◆ **Description of the task**:
Count the lines in the records below that contain the string "microphone", and give only that number.

::::

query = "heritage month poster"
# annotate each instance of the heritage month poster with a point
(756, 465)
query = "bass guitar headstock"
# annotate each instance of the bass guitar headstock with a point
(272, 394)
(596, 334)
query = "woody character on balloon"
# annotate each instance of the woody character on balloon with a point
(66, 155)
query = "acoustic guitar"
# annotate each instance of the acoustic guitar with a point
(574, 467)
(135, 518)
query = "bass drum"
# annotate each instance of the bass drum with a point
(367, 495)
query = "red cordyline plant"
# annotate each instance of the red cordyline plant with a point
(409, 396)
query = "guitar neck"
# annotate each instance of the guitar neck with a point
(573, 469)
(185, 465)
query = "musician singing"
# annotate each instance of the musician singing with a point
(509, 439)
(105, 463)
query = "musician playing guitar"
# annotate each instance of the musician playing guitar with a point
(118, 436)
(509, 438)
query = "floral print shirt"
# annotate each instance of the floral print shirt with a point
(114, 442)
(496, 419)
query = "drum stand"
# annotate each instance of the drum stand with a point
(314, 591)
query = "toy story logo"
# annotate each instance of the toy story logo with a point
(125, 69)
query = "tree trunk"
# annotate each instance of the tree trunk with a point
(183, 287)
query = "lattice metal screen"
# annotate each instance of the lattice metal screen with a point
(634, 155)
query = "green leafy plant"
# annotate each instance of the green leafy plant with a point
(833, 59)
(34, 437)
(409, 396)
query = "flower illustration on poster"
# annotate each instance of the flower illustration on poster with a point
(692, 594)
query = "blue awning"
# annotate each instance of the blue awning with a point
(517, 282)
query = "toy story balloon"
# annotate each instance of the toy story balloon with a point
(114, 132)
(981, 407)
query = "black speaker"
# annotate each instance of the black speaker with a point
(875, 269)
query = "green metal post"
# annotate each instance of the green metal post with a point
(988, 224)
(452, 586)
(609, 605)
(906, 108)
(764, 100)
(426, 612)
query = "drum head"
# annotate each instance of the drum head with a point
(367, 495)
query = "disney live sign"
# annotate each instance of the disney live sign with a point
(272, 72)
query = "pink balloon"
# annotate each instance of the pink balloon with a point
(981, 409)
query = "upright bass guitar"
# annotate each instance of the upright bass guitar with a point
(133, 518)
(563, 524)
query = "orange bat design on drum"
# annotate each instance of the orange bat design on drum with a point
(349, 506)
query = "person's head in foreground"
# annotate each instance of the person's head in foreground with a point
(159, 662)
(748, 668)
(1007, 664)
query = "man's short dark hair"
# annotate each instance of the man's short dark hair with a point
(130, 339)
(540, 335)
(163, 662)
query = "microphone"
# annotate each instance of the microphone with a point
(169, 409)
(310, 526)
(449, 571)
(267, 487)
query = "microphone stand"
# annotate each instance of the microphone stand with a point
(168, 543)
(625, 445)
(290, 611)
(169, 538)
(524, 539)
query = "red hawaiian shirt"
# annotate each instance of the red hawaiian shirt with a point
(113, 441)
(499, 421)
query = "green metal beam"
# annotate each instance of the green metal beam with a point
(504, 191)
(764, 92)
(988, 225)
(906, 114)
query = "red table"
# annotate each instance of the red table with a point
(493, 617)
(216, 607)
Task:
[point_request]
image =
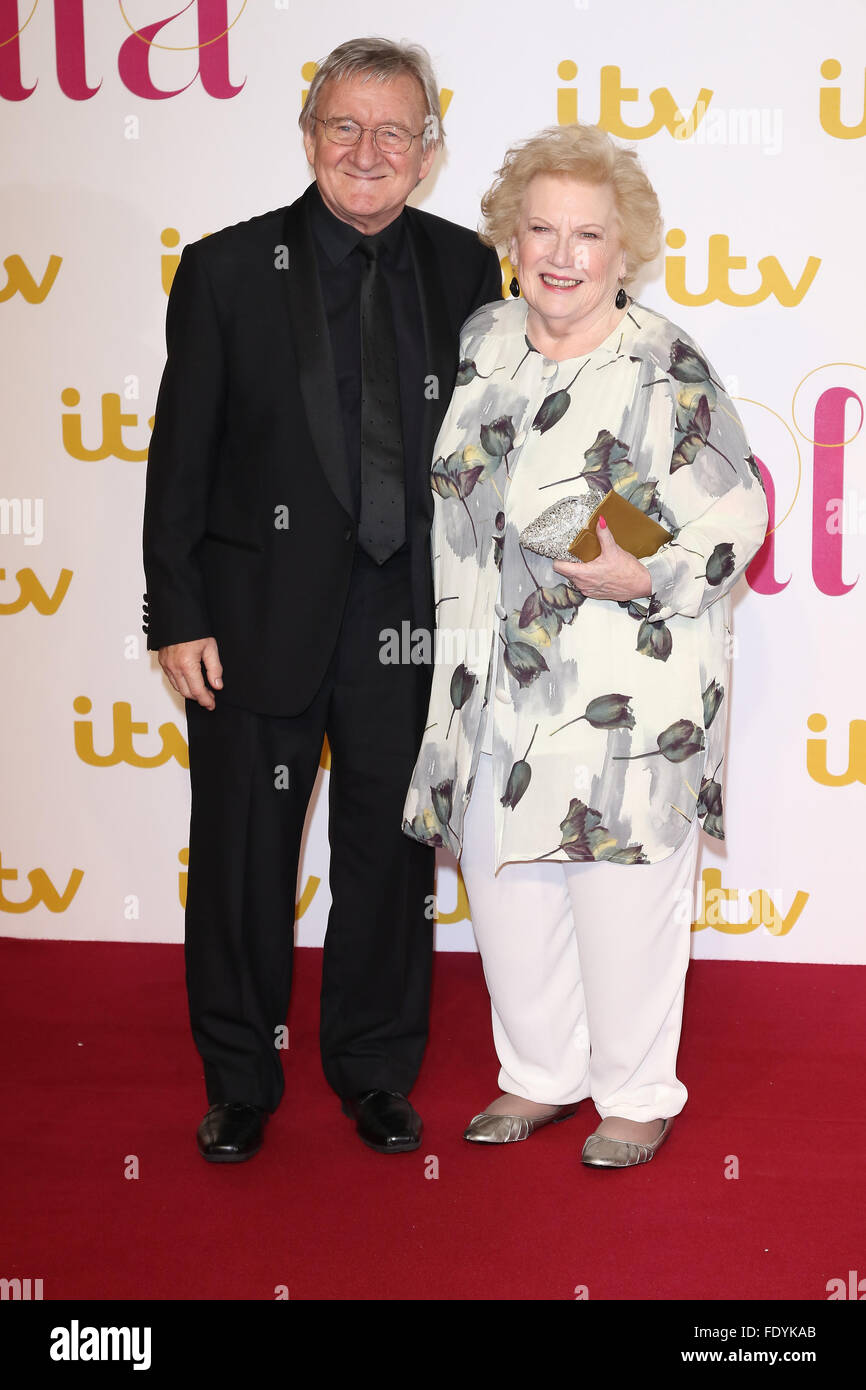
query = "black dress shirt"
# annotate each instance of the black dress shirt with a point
(341, 267)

::::

◆ **Correct response**:
4